> _Task requirements_
Please copy the last part of the entries exactly: the line that has "Identify a point for each instance of the white baseboard" and every line up to and including the end, nothing more.

** Supplied data follows **

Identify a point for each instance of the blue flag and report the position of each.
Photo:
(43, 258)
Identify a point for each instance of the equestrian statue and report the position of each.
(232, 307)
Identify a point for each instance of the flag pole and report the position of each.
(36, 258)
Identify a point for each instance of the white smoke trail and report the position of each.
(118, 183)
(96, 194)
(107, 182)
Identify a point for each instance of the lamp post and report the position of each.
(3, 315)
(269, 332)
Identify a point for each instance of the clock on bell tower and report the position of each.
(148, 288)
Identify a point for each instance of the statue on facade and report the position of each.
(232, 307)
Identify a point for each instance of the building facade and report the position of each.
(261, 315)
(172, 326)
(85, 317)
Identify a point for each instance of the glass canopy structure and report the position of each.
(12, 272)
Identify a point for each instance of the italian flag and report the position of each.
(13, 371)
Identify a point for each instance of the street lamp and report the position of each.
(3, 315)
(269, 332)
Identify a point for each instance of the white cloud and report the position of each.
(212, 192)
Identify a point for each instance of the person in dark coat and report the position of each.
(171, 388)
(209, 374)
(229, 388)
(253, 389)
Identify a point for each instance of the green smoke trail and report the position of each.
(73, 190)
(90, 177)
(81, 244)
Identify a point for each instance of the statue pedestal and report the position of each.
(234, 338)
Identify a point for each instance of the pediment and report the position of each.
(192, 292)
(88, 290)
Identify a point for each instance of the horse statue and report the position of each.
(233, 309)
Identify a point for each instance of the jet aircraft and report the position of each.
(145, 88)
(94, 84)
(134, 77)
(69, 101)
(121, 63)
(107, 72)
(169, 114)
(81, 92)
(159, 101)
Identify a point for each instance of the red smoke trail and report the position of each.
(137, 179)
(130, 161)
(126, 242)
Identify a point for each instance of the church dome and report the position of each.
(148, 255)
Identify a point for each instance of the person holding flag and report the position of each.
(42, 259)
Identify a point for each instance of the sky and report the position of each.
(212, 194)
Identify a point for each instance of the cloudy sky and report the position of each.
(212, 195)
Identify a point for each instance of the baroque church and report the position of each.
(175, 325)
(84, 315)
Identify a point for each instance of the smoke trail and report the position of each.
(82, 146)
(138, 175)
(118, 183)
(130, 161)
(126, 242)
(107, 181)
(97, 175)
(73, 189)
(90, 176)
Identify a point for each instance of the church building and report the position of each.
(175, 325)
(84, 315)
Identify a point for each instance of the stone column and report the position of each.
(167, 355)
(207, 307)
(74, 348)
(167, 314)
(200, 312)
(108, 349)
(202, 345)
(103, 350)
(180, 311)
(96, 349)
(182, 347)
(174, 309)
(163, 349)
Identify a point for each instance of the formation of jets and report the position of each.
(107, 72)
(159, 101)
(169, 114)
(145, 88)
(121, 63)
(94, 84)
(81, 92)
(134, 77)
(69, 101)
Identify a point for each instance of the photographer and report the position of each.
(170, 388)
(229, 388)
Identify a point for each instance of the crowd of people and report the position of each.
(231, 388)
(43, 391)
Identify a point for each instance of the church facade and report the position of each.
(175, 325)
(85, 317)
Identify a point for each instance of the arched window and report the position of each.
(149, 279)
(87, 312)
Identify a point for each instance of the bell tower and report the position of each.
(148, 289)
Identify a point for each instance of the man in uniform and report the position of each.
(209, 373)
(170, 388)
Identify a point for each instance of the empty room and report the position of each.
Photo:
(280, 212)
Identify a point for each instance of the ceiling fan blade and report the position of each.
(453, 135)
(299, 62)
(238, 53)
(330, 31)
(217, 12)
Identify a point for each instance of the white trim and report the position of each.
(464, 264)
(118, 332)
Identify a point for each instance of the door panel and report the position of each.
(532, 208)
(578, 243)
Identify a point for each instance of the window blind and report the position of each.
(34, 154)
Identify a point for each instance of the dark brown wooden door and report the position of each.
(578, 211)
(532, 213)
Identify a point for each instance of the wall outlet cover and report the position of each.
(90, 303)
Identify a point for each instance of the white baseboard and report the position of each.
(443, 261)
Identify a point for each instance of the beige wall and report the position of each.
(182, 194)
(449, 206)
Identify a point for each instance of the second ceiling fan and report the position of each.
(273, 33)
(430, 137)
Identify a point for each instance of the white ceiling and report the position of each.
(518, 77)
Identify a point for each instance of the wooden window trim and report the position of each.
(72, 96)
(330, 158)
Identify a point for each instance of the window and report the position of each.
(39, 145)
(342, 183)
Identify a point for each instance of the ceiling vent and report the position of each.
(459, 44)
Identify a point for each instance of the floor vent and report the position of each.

** End of Supplied data **

> _Answer_
Identify a point for each instance of the white baseboard and report the position of each.
(443, 261)
Identify a point for each instance of the beige wall and report the position of each.
(182, 194)
(449, 206)
Identify a point for each instance of the second ceiling fan and report the position of each.
(273, 33)
(430, 137)
Identify a point for each instance of the white ceiling and report the position of each.
(518, 77)
Identify a point for each instance of the wooden window trim and report the position of each.
(72, 96)
(330, 158)
Identify a point for each instance of the window and report the position of each.
(39, 145)
(342, 183)
Identify a point for each instance of the ceiling vent and report the position of each.
(459, 44)
Identify a point for each instance of the floor vent and report the position of each.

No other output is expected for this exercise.